[Dataset excerpts on object pointing]
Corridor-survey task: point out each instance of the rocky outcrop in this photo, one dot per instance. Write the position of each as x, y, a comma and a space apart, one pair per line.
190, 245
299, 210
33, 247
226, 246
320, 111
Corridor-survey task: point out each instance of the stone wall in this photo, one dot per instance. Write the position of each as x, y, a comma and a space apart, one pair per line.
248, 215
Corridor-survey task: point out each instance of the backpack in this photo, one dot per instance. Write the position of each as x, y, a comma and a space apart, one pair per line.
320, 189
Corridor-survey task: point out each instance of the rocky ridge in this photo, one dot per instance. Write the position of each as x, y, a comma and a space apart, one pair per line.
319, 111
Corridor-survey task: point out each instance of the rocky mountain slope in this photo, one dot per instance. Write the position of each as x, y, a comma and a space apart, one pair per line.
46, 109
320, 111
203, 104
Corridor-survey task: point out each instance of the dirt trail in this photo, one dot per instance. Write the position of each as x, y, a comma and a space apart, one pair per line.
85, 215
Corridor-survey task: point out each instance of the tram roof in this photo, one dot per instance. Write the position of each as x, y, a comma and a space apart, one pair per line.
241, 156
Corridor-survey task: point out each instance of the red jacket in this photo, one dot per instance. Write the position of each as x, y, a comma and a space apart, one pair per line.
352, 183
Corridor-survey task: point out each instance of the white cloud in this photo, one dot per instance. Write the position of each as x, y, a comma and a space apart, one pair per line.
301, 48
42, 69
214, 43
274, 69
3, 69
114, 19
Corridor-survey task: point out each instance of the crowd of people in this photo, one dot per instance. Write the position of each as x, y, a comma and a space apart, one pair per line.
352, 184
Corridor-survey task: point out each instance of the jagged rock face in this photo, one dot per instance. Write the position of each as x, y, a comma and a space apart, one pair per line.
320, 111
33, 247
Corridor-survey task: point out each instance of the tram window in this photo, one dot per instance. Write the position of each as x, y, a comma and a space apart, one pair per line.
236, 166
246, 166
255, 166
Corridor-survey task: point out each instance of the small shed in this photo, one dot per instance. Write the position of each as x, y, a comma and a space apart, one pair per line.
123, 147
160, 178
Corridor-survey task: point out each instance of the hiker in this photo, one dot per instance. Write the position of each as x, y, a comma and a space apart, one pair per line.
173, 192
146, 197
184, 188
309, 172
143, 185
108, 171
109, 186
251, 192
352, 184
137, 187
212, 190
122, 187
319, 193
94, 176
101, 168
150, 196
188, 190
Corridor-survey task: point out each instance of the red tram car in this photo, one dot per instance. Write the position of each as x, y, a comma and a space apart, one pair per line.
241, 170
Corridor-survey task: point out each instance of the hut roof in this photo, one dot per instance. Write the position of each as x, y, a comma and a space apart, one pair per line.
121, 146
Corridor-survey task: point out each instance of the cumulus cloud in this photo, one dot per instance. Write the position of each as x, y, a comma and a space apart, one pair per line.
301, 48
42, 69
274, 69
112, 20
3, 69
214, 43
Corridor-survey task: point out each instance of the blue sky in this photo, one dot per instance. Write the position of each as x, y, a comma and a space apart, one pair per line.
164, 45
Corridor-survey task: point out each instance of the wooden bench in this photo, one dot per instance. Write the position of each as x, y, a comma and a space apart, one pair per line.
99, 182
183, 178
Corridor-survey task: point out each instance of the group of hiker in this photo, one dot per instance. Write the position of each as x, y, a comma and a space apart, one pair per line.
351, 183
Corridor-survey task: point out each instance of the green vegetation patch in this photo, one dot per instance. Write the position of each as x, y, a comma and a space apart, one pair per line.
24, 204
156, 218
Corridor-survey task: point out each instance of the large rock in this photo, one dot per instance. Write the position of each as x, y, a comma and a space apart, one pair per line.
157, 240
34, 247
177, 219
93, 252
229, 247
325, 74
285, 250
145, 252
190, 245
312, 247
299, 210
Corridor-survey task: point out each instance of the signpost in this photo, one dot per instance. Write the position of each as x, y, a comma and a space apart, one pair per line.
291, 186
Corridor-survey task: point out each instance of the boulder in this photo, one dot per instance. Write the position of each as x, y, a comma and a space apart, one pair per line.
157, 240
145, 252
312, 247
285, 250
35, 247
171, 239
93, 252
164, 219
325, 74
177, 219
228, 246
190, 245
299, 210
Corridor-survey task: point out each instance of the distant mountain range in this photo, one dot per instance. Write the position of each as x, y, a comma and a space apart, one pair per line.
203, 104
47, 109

■ Problem statement ■
Repeat exactly, and only, the lines of the records above, starting with the line that contains "Corridor-survey task: point out each instance of the green" and ending with the final line, both included.

■ Correct output ■
Corridor-survey task: point out each instance of the green vegetation patch in this photo, one dot per instance. Write the position of each as x, y, a comma and a space apart, one pair per line.
24, 204
156, 218
Corridor-survey task: point out each instance of the large rock in this photo, one dot per instance. Write the position of each as x, y, a comma and a space apart, one pair per line.
157, 240
34, 247
177, 219
93, 252
229, 247
325, 74
285, 250
145, 252
190, 245
312, 247
299, 210
Corridor-survey task: point out each instance of the signpost in this photo, one dot per instance. Write the position of each as x, y, a comma and a space apart, one pair per line.
291, 186
Corridor-survey task: point out each instance of the boulder in this photo, one dot per instance. Write the position of each as x, y, a comma and a space apart, one pair per line.
157, 240
145, 252
312, 247
285, 250
35, 247
171, 239
93, 252
164, 219
325, 74
177, 219
228, 246
190, 245
299, 210
Corridor-survey task: point out each instance of the distant mountain range in this photo, one dot per instance. Write the position of each as x, y, a comma and a space apart, one pair per line.
203, 104
47, 109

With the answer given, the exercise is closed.